● Records of labeled points
※

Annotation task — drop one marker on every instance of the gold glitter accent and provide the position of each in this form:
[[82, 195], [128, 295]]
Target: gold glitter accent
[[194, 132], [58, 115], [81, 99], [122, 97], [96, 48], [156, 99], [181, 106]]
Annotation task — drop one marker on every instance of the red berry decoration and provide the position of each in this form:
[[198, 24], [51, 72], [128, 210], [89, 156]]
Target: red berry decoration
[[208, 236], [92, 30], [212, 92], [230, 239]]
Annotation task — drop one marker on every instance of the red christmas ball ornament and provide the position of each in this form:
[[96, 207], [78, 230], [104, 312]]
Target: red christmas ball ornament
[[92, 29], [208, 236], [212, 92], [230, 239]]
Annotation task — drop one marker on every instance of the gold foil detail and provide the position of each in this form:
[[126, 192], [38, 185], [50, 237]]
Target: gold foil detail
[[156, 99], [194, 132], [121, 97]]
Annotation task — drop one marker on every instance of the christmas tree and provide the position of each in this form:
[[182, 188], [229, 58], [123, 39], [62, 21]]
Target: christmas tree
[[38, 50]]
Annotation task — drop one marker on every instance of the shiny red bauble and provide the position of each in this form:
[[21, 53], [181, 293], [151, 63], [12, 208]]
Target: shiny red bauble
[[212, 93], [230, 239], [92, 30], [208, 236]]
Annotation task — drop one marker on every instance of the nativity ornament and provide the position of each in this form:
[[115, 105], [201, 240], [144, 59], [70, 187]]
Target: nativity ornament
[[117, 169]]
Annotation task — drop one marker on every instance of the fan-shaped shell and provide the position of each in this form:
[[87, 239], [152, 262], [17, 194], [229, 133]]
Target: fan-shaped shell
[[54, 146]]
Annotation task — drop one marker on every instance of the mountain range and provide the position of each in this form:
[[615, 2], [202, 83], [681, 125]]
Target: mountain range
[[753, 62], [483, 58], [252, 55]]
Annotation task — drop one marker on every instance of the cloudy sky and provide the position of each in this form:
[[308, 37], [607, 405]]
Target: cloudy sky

※

● Task requirements
Rewrite everything from the first row down to and including the line that contains "99], [181, 106]]", keeping the requests, and multiply each answer coordinate by 1.65, rounding to the nearest whole number with halves going up. Leave the numbers in the requests and their format samples unchanged, and give only those lines.

● Answer to this task
Annotation task — drop one marker on every instance of the gold glitter accent and provide the position of each in this form:
[[82, 195], [128, 295]]
Target: gold glitter accent
[[320, 218], [96, 190], [134, 163], [201, 160], [158, 79], [257, 163], [299, 175]]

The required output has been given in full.